_Work to do_
1) In the lexer tutorial, what three groups are imports sorted into?
2) Extend the lexer tutorial, picking up right after its final sentence.

_Supplied text_
========================================
To create a lexer for the dot language I am going to use lexmachine a library I wrote for creating lexers. lexmachine handles all the tricky bits of converting regular expressions into Non-Deterministic Finite Automata (NFA) and using the the NFA to tokenize strings. It also provides the aformentioned "escape hatch" to deal with non-regular Token specifications.

Let's get started!

The Implementation

As a reminder, the implementation is written in Go. In your workspace, create a new package called dot:

$ mkdir dot
$ cd dot

Now create a file for the lexer:

$ touch lexer.go

All of the code for the lexer is going in lexer.go.

Preamble

To begin, put in the package directive and import the lexmachine and machines packages. I also import the standard library packages fmt and strings.

package dot

import (
    "fmt"
    "strings"
)

import (
    lex "github.com/timtadh/lexmachine"
    "github.com/timtadh/lexmachine/machines"
)

Note how I group the imports. In general, have three groups of imports. The first group is for standard library packages, the second for third party, and the third group is for other packages in your code.

Defining the Tokens

Next, I create global variables and initialize them. They contain the literal tokens, the keywords, the token names, and a mapping from the names of the tokens to their type ids. Finally, there is a variable Lexer *lex.Lexer which will hold our Lexer object once constructed.

var Literals []string // The tokens representing literal strings
var Keywords []string // The keyword tokens
var Tokens []string // All of the tokens (including literals and keywords)
var TokenIds map[string]int // A map from the token names to their int ids
var Lexer *lex.Lexer // The lexer object. Use this to construct a Scanner

To initialize the lists of tokens we are going to need a function. The reason is although, Literals and Keywords could be defined in place the rest of the variables cannot be.
========================================
[Annotation dataset entries]

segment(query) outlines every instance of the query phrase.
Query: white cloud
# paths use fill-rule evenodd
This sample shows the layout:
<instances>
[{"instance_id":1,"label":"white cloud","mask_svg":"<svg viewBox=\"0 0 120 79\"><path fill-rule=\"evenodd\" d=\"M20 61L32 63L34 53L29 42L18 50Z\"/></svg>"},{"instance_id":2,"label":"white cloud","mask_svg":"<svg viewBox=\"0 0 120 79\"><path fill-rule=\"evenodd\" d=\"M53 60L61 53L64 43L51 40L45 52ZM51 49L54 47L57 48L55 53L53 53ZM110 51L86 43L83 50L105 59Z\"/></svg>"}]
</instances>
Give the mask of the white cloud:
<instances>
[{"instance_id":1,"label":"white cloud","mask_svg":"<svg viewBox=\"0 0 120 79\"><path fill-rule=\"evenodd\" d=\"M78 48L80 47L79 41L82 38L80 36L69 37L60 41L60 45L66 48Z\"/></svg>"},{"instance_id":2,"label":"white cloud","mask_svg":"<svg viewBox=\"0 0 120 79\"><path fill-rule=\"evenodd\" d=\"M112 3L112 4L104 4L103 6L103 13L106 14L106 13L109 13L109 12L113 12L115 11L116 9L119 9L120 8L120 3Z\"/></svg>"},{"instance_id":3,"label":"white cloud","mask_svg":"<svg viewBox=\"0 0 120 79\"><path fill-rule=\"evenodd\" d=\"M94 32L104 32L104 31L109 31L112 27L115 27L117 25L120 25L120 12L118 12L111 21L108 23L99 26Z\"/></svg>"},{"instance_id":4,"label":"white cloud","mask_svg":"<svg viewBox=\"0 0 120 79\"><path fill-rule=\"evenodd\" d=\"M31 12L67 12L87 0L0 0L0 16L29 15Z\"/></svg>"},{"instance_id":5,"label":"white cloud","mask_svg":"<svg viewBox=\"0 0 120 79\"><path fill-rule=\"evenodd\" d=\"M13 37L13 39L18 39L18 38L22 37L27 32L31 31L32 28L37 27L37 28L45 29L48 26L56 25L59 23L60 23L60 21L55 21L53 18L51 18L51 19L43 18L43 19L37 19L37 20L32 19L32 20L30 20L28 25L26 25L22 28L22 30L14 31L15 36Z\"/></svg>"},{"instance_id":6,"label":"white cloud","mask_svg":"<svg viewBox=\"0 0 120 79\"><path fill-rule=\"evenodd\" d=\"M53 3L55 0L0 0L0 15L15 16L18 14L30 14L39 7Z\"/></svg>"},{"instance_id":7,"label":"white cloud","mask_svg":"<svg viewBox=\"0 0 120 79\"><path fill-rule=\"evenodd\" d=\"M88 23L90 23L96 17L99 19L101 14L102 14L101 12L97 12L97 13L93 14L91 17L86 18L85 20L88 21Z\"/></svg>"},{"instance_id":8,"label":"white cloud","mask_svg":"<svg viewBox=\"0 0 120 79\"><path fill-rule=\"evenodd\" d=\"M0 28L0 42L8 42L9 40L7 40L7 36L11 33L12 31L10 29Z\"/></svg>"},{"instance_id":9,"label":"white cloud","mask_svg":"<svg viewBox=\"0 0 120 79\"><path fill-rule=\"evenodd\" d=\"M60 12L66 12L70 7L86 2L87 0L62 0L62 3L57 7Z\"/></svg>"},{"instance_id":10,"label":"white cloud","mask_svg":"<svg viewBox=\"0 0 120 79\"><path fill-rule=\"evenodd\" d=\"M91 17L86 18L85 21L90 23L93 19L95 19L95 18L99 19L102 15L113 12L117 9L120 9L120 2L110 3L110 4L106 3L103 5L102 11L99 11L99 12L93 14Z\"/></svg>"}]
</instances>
========================================
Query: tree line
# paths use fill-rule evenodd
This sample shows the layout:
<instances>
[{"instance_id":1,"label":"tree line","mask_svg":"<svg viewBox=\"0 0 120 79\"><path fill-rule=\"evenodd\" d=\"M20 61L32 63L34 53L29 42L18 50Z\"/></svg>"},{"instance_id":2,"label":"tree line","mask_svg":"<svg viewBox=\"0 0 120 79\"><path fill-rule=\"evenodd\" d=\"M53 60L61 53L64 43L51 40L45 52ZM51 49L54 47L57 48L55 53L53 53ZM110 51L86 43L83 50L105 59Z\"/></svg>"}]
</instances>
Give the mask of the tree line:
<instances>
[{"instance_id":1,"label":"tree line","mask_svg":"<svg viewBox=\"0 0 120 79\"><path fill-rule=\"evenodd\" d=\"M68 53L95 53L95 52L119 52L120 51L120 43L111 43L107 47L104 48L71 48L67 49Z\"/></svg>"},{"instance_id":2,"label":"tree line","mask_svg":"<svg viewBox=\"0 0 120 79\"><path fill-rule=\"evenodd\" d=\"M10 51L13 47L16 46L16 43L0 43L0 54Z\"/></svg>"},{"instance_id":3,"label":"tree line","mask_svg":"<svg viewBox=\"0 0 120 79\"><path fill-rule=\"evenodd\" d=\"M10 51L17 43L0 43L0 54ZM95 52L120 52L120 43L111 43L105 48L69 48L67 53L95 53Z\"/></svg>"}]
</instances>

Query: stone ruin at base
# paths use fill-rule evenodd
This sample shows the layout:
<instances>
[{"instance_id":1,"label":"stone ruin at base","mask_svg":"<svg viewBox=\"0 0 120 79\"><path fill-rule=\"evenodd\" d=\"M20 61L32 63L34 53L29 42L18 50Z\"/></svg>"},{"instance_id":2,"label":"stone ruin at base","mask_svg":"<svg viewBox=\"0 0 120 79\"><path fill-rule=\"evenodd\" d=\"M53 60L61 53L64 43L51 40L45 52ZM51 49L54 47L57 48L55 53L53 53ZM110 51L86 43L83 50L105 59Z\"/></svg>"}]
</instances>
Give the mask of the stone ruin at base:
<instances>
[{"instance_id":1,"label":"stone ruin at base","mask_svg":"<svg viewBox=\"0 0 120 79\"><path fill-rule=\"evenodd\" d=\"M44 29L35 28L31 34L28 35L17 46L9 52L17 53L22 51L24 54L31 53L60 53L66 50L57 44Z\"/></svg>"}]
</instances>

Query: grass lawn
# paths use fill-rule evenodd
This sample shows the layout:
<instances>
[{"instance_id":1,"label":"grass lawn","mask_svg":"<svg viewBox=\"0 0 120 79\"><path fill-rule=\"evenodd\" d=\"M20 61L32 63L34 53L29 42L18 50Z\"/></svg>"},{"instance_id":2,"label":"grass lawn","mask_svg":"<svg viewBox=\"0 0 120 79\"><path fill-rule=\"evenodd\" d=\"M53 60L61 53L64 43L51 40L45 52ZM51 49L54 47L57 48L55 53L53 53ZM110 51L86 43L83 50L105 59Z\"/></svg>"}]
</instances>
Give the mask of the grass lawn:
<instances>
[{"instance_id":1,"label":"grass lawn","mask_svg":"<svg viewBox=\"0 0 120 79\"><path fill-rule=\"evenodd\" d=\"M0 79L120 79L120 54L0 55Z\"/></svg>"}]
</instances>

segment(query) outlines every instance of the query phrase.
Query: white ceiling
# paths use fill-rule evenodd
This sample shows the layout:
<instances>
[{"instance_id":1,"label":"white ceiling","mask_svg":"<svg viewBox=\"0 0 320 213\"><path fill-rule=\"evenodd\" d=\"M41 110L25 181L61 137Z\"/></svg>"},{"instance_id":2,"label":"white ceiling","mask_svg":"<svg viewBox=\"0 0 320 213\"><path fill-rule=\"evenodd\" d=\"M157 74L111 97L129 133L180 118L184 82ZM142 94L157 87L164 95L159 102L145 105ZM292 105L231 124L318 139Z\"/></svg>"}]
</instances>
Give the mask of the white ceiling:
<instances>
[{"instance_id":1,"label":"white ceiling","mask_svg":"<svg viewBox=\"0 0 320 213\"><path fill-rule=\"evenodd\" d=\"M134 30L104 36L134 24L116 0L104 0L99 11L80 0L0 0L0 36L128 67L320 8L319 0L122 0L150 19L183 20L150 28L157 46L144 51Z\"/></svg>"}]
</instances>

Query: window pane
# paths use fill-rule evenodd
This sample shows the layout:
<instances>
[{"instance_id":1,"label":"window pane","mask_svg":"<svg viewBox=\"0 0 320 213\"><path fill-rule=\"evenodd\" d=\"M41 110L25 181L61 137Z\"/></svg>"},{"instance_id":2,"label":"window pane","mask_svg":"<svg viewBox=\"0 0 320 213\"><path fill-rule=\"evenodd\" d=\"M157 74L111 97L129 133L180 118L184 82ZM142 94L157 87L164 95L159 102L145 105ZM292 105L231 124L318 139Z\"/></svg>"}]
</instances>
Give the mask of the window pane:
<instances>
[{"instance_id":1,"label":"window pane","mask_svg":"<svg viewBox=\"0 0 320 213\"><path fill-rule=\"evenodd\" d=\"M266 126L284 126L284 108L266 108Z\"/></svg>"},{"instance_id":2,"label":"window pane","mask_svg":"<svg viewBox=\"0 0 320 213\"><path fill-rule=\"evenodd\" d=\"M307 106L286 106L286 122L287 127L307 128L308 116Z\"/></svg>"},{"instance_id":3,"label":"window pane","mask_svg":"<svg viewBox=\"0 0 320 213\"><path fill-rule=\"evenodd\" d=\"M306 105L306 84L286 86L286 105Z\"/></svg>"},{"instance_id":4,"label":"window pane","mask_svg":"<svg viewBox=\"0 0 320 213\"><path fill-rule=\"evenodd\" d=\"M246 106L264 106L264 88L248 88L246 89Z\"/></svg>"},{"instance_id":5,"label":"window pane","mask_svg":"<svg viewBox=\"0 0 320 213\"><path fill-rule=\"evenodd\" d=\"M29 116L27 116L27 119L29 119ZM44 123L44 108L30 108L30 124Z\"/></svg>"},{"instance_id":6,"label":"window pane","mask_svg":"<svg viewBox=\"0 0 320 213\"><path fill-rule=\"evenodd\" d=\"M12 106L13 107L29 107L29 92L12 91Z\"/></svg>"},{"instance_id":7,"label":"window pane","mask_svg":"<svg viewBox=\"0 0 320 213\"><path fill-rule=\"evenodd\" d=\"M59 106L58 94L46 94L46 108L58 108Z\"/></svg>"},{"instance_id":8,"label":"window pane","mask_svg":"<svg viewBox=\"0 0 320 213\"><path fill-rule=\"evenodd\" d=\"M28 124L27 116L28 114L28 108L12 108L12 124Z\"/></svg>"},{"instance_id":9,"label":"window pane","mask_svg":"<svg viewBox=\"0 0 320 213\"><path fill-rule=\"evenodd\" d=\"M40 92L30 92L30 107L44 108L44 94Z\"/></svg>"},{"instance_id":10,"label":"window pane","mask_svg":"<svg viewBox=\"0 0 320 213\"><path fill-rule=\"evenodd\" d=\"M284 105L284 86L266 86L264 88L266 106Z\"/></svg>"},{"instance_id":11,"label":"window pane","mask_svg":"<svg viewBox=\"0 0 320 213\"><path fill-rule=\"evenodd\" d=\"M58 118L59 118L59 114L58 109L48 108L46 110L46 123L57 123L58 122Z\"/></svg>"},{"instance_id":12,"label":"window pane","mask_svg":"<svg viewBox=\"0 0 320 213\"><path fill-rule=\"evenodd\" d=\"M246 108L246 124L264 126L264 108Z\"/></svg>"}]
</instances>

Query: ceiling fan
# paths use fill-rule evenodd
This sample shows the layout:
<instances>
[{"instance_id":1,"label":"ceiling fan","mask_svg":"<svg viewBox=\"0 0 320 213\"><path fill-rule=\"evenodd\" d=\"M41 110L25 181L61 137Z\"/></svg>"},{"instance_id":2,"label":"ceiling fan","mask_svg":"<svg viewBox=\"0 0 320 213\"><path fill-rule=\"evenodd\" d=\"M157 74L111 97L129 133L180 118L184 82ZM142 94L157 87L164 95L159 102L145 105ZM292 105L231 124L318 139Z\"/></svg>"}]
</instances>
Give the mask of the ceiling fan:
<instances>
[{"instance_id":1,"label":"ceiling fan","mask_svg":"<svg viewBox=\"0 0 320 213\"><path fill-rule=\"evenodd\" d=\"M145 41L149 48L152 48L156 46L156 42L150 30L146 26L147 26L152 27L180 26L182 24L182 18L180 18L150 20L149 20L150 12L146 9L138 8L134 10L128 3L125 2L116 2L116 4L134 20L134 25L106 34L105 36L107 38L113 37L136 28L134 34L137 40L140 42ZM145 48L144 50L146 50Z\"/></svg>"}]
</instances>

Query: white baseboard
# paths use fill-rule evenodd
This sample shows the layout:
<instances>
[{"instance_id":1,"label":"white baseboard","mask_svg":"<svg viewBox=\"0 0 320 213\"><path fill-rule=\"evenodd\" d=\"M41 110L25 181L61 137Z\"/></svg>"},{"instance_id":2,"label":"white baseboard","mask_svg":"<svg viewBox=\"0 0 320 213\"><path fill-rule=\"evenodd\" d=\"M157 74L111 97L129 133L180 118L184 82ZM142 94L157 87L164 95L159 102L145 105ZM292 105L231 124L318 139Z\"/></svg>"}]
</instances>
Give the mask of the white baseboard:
========================================
_Results for each task_
1) Standard library packages, third-party packages, and other packages in your own code.

2)
func initTokens() {
    Literals = []string{
        "[",
        "]",
        "{",
        "}",
        "=",
        ",",
        ";",
        ":",
        "->",
        "--",
    }
    Keywords = []string{
        "NODE",
        "EDGE",
        "GRAPH",
        "DIGRAPH",
        "SUBGRAPH",
        "STRICT",
    }
    Tokens = []string{
        "COMMENT",
        "ID",
    }
    Tokens = append(Tokens, Keywords...)
    Tokens = append(Tokens, Literals...)
    TokenIds = make(map[string]int)
    for i, tok := range Tokens {
        TokenIds[tok] = i
    }
}

Right now, the initTokens() function is not being called. Later, I will show you how to call it on package initialization inside of an init function.

Defining the Lexer

Creating a new lexer object is straight forward.

lexer := lex.NewLexer()

The Lexer object has three methods:

func (self *Lexer) Add(regex []byte, action Action)
func (self *Lexer) Compile() error
func (self *Lexer) Scanner(text []byte) (*Scanner, error)

The Add method is what we are interested in right now. It adds a new token to the lexer. The token is defined by a pattern expressed as a regular expression and an Action function. When the pattern is matched the Action function gets called.

type Action func(scan *Scanner, match *machines.Match) (token interface{}, err error)

An Action takes a *Scanner (which is a object which is scanning a particular string using the *Lexer object), and a *Match (which represents the string that was matched by the Regular expression. It returns a token and an error.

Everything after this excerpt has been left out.